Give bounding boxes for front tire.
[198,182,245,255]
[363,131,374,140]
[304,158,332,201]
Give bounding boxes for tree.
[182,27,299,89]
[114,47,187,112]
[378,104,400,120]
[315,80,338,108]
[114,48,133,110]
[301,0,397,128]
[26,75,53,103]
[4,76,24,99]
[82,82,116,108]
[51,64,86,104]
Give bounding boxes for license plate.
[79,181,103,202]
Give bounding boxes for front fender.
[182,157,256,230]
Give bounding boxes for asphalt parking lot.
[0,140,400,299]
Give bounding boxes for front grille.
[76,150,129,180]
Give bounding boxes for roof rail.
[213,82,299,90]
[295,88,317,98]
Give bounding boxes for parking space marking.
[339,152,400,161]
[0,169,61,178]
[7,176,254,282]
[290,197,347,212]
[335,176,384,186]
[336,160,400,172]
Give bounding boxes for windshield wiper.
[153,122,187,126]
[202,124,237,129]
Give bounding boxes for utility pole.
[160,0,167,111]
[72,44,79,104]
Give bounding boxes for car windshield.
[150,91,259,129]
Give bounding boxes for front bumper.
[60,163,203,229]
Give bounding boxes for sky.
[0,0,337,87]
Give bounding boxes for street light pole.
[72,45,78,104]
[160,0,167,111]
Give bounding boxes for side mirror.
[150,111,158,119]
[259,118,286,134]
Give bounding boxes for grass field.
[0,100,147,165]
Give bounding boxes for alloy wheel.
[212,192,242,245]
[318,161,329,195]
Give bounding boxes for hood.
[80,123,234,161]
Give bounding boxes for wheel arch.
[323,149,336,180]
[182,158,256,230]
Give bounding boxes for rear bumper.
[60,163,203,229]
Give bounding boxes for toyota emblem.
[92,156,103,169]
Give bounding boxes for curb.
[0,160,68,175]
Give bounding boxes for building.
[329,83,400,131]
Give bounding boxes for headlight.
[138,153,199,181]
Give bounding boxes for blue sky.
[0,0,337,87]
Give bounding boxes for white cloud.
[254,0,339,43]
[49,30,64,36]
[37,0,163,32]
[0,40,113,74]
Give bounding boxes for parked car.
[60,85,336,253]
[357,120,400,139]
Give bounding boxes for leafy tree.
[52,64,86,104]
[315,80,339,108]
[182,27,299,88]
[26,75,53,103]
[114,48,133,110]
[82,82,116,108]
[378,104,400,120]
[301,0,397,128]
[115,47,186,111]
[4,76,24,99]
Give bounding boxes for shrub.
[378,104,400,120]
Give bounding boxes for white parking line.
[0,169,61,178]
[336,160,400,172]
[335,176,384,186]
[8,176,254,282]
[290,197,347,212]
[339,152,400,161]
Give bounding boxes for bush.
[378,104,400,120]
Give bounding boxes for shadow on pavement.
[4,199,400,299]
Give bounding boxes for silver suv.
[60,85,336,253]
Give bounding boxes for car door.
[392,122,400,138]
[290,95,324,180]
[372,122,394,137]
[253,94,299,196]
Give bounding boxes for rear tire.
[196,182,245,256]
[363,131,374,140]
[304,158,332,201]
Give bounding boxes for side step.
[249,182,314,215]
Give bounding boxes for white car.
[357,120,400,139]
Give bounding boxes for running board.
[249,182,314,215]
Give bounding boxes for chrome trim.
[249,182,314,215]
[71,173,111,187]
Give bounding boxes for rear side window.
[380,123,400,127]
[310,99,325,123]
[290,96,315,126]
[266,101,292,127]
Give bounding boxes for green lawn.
########################################
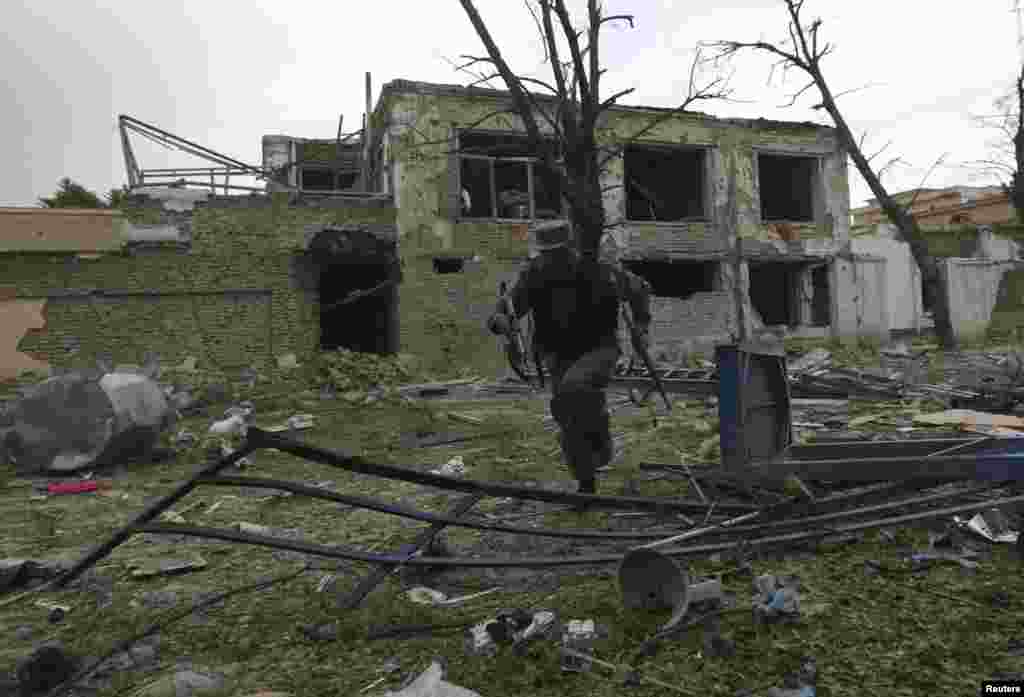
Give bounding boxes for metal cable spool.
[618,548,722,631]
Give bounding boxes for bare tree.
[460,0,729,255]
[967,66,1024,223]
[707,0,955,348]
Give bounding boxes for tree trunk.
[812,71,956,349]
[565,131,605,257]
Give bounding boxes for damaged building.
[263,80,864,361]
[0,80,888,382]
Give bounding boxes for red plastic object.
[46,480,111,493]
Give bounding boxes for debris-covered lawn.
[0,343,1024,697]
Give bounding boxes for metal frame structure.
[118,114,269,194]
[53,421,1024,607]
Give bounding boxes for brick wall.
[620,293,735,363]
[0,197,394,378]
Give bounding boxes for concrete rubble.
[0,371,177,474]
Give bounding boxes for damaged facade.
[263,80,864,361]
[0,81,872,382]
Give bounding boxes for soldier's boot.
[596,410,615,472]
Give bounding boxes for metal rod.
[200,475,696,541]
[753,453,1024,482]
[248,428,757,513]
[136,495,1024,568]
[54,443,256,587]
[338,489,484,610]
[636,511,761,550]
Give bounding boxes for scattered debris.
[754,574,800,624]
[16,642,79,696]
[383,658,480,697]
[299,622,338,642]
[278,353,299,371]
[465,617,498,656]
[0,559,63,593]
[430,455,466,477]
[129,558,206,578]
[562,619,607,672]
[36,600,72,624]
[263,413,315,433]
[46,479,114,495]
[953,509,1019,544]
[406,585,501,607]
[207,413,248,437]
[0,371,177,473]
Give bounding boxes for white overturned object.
########################################
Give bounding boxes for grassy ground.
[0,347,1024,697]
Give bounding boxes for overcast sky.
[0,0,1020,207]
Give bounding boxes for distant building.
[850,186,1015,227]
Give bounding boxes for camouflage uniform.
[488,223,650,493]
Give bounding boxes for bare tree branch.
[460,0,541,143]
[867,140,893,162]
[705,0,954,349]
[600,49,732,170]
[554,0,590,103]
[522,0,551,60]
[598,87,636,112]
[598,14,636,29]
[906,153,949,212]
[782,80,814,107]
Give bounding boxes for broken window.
########################################
• [What to produce]:
Reproduce every line between the one holding "Give bounding boxes for front tire." and the one holding "[259,118,286,134]", inclusive, requests included. Scale each bounding-box coordinate by 0.55 and round it to a whole number, with halves going up.

• [Written response]:
Give bounding boxes for front tire.
[109,100,135,140]
[200,72,206,77]
[167,87,183,111]
Give bounding boxes for tree.
[100,15,164,49]
[63,26,103,62]
[208,57,220,66]
[173,44,186,59]
[63,26,73,61]
[166,0,218,70]
[14,41,29,57]
[2,42,13,54]
[45,45,64,59]
[28,35,47,57]
Give bounding boxes for license plate.
[43,100,57,111]
Give bounding boxes for front fender.
[100,86,141,127]
Give bounding boxes for asphalt parking lot.
[0,77,220,164]
Give bounding boxes for front grille.
[42,83,71,99]
Give bounding boxes for roof rail.
[117,45,164,50]
[162,48,174,54]
Give bounding boxes for parking space marking.
[186,84,220,89]
[0,93,34,98]
[4,97,140,155]
[160,108,191,117]
[184,97,211,102]
[185,88,220,95]
Give bounding boxes for windshield wiper.
[84,67,103,69]
[111,68,130,71]
Give bounding boxes for utility pole.
[88,0,92,61]
[40,24,43,57]
Give bounding boxes for car windshield.
[83,50,142,71]
Give bounding boxes for front bumper.
[33,90,112,126]
Give bounding boxes for sky.
[0,0,185,48]
Give bounding boxes for street light pole.
[40,25,43,57]
[88,0,92,61]
Give bounding boxes for side mirror.
[83,61,87,65]
[142,65,157,74]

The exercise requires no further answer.